Request >> Copy out, word for word, everything from the line containing "# give the mask of every instance of the distant mountain" down to the end of the items.

Listing >>

++++++

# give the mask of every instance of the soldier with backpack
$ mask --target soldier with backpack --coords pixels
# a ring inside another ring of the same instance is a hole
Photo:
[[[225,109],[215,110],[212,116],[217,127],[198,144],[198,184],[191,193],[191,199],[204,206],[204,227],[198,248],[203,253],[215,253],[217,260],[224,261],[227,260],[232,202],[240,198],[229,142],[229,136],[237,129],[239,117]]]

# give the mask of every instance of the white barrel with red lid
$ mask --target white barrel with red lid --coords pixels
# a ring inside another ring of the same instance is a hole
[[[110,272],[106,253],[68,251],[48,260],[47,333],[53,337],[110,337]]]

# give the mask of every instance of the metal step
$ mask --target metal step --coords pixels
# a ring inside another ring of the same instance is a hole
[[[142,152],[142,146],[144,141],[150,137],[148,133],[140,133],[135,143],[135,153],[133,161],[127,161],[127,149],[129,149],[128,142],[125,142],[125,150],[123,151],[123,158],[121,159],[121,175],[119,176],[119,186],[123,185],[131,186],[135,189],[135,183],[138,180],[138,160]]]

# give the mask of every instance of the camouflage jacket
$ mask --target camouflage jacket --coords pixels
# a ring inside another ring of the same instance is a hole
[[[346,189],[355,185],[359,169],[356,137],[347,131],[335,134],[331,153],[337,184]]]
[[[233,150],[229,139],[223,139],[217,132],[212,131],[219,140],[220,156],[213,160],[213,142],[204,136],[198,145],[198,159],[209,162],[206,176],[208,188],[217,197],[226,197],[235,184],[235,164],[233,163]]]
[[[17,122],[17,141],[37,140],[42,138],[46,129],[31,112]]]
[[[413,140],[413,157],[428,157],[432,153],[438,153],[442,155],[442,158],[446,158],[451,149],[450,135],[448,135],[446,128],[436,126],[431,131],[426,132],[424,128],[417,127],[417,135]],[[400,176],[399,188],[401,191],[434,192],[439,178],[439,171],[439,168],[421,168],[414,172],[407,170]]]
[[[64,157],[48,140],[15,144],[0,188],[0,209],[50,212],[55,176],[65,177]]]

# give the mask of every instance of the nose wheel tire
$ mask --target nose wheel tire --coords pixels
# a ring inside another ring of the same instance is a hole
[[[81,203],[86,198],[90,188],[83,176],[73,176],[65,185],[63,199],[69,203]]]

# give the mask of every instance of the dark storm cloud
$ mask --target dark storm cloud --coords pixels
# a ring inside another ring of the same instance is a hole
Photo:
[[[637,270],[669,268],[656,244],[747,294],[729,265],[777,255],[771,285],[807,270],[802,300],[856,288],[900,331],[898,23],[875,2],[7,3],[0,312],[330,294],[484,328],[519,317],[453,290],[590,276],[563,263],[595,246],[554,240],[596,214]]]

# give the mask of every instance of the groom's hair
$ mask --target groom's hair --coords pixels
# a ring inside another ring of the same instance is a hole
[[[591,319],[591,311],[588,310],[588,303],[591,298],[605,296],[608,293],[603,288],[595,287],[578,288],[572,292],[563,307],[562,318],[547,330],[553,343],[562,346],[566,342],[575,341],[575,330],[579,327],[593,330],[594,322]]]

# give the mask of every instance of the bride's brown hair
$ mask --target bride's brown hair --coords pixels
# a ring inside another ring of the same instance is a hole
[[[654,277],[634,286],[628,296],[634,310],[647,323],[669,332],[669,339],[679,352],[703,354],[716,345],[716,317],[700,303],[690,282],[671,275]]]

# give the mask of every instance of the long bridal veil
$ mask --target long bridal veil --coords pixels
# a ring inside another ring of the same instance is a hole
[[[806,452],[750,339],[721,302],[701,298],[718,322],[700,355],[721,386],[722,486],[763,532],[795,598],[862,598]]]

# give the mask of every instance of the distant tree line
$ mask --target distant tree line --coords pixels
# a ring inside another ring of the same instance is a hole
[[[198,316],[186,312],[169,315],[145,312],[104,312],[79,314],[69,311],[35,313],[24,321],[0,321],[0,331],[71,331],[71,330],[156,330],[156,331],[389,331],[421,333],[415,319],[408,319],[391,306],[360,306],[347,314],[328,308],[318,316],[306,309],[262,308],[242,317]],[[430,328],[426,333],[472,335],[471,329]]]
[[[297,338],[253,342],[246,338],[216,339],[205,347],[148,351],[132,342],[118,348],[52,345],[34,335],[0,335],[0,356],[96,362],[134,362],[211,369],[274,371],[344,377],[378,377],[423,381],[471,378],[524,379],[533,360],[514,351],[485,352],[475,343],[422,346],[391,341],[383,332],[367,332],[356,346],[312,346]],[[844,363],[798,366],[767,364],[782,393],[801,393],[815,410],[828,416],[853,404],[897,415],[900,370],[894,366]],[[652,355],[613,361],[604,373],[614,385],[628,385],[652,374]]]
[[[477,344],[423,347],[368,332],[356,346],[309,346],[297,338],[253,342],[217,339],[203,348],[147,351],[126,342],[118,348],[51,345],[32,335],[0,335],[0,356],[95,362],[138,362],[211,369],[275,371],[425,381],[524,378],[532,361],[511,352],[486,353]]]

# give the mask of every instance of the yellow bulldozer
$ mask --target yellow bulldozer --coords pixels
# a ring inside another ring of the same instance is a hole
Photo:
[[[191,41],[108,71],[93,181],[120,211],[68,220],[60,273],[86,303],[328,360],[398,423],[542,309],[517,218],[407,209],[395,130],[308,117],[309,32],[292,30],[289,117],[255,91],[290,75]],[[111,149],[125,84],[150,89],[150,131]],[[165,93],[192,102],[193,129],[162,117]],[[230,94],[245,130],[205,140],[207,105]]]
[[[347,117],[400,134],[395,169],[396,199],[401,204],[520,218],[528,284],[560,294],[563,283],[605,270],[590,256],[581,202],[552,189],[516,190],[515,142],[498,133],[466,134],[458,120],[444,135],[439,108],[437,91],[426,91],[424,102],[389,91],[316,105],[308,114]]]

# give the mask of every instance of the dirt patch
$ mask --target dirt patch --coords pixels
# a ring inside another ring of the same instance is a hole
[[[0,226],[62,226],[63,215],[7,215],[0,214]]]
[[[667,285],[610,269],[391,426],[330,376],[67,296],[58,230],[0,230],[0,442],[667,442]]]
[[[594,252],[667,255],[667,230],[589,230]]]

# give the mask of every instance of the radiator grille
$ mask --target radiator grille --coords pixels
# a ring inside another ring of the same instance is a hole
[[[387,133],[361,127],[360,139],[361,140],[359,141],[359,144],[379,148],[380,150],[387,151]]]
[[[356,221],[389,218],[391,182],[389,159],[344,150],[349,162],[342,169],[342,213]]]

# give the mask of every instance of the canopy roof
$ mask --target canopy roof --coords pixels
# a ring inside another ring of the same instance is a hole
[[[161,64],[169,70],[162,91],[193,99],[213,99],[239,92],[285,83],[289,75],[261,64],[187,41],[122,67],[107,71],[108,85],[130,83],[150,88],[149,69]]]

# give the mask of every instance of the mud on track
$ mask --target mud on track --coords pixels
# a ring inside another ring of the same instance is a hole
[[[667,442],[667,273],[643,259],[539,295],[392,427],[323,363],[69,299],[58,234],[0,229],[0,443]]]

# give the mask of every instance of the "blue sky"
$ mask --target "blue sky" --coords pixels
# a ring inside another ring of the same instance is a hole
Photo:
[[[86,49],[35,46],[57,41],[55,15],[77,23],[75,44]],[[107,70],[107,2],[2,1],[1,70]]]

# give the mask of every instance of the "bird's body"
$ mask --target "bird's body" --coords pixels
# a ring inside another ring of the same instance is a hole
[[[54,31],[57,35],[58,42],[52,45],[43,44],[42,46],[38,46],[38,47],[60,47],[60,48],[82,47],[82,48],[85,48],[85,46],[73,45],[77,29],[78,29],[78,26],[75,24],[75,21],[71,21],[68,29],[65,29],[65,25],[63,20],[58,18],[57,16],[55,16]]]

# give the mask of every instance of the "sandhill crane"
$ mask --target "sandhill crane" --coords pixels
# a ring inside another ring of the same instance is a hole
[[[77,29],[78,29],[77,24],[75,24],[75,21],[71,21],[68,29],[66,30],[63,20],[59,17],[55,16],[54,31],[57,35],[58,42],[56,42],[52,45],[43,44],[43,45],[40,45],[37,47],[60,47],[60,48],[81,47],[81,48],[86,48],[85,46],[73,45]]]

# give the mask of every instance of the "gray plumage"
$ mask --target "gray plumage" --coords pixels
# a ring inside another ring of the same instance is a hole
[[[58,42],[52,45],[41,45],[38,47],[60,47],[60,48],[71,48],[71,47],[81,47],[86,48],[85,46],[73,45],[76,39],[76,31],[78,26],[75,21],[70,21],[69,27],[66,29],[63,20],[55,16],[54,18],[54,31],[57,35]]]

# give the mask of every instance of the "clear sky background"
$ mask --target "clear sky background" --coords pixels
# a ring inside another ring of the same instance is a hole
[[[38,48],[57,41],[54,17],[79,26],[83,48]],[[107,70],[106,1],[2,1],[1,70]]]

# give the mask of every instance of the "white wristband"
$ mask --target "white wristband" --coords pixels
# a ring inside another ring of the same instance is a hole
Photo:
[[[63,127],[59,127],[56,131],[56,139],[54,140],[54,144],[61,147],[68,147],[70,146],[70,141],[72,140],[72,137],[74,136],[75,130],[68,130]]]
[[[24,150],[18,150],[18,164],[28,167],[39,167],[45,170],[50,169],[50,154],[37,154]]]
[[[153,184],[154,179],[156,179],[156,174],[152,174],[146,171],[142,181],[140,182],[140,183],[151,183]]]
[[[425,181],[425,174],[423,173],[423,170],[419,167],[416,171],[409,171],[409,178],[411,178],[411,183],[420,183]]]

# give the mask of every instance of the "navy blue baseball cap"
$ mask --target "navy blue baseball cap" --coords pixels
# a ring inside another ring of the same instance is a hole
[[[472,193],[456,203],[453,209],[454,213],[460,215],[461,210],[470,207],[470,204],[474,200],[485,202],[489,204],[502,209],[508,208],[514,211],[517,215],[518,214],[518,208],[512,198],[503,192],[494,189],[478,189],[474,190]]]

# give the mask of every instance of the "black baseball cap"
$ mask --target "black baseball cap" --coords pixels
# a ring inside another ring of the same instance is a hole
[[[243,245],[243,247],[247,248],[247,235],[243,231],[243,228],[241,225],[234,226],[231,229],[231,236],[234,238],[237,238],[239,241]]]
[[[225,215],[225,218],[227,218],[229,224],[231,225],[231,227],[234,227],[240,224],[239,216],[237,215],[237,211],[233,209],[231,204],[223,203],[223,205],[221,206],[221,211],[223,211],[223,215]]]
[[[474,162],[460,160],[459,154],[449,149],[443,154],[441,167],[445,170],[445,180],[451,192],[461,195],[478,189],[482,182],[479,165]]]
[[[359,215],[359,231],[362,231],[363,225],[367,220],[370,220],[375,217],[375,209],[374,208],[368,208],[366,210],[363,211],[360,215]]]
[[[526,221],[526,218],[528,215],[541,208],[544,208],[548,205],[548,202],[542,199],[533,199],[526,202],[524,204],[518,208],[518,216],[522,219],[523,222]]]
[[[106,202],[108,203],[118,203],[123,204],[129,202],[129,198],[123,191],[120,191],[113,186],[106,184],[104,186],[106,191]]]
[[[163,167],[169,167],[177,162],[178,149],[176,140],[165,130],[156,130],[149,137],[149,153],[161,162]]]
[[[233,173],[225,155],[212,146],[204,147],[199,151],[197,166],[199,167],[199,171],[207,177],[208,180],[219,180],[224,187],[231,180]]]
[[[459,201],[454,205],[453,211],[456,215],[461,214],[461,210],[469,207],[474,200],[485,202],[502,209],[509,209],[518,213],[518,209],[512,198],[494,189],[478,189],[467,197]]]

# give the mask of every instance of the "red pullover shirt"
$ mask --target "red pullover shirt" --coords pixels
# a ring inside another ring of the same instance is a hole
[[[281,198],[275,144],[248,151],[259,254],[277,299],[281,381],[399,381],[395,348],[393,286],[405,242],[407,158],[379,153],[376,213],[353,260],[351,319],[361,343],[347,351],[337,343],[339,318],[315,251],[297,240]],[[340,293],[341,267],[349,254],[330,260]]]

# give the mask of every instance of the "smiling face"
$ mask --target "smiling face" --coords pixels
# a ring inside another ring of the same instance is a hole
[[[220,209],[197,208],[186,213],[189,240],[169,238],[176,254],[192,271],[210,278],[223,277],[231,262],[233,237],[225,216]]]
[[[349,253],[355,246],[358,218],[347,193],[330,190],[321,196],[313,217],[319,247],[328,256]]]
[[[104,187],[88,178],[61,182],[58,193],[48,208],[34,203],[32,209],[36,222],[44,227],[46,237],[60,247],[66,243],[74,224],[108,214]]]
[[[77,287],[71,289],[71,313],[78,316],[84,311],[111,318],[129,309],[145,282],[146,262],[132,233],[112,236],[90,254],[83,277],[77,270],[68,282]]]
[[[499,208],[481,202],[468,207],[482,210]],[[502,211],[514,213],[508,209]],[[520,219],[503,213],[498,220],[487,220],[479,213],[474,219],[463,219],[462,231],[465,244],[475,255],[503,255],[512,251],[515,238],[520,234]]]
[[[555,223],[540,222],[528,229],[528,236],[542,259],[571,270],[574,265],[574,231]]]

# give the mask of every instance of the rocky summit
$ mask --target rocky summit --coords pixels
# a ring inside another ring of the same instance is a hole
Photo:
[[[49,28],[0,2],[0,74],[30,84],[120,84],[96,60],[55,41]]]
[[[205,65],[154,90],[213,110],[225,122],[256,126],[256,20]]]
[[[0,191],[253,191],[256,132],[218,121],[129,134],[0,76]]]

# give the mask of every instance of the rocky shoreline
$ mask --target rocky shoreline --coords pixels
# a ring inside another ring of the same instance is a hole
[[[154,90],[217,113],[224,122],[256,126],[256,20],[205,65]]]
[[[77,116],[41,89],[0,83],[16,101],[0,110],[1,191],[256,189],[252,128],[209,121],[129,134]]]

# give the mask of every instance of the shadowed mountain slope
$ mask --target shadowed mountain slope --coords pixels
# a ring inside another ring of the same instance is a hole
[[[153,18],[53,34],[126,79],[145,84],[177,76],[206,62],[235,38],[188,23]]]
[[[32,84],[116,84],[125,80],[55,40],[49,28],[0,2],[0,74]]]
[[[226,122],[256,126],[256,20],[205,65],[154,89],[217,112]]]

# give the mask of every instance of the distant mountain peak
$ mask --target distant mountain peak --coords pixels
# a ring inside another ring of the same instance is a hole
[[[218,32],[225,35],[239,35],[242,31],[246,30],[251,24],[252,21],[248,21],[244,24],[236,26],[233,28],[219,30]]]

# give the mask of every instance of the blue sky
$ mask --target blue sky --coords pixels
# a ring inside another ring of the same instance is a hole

++++++

Output below >>
# give the mask of every instance of the distant mountain peak
$ mask --target distant mountain peak --coords pixels
# a ring inside another ring of the same instance is a hole
[[[218,32],[225,35],[239,35],[242,31],[246,30],[251,24],[252,21],[248,21],[244,24],[236,26],[233,28],[219,30]]]

# give the mask of every instance of the blue sky
$ mask --target blue sky --coords pixels
# a ring inside another ring of the same instance is a hole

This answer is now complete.